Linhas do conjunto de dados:
*****

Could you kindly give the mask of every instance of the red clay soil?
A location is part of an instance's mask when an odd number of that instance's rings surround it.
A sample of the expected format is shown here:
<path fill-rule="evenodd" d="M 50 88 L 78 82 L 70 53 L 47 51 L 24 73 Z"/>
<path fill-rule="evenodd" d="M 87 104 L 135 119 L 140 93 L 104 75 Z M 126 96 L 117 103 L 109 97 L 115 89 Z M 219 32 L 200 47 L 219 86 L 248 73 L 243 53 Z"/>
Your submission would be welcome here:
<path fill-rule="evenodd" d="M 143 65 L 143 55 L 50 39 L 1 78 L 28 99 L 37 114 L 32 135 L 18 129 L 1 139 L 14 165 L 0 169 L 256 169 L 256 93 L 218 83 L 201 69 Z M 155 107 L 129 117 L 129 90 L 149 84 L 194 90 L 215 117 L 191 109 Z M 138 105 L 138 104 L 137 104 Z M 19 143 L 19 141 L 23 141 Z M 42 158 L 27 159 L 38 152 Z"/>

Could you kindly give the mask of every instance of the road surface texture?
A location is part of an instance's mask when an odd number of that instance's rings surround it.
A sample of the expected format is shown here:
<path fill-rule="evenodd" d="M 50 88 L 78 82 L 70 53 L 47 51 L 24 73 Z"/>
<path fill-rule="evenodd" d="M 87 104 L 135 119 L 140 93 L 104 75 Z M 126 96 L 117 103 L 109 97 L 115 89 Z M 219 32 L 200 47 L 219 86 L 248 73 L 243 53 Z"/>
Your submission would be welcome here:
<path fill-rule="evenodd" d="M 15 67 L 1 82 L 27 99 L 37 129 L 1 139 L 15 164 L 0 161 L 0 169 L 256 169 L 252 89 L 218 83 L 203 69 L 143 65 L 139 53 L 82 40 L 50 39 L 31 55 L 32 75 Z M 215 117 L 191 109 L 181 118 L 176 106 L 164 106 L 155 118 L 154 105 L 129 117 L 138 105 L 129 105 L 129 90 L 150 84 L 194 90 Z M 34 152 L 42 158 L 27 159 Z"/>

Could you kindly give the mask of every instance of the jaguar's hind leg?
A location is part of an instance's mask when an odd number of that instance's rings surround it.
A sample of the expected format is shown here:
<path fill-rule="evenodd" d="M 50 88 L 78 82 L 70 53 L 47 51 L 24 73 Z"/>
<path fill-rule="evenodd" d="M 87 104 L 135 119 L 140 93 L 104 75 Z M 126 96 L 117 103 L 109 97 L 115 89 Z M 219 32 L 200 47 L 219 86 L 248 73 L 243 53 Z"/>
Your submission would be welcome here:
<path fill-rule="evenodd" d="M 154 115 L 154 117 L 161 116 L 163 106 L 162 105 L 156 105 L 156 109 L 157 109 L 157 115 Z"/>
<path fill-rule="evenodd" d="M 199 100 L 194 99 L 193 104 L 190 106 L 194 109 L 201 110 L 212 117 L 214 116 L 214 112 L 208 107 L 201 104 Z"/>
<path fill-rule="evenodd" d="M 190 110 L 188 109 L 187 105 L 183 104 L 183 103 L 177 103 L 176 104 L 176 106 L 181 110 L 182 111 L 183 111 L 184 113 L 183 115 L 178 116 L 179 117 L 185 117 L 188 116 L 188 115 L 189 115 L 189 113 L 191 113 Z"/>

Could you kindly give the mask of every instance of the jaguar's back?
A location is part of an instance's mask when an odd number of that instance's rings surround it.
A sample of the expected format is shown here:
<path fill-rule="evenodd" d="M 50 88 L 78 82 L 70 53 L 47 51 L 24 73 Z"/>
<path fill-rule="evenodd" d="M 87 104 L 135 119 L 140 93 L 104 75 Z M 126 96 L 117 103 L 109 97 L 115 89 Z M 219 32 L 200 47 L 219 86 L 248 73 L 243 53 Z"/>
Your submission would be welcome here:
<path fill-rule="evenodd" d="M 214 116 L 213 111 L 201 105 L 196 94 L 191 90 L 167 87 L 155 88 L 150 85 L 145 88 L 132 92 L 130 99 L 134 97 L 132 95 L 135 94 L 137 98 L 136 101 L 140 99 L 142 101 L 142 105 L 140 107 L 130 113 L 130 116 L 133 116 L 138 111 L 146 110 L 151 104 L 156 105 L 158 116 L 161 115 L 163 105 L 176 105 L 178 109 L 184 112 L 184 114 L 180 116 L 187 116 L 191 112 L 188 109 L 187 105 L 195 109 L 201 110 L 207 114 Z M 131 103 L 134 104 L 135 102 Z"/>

*****

Converta em uma lista numerada as linhas dos registros, da linha que contém "jaguar's hind leg?" até a linha que contém "154 115 L 154", incluindo as duas e deixando de fora as linhas em branco.

> **RESPOSTA À TAREFA**
1. Could you kindly give the mask of every instance of the jaguar's hind leg?
2. A location is part of an instance's mask when an odd number of that instance's rings surround it.
3. A sample of the expected format is shown here:
4. <path fill-rule="evenodd" d="M 50 88 L 78 82 L 70 53 L 47 51 L 24 73 Z"/>
5. <path fill-rule="evenodd" d="M 87 104 L 135 119 L 140 93 L 104 75 Z M 126 96 L 117 103 L 109 97 L 115 89 Z M 219 32 L 200 47 L 219 86 L 248 73 L 243 53 Z"/>
6. Your submission would be welcome here:
7. <path fill-rule="evenodd" d="M 154 115 L 154 117 L 161 116 L 163 106 L 162 105 L 156 105 L 156 109 L 157 109 L 157 115 Z"/>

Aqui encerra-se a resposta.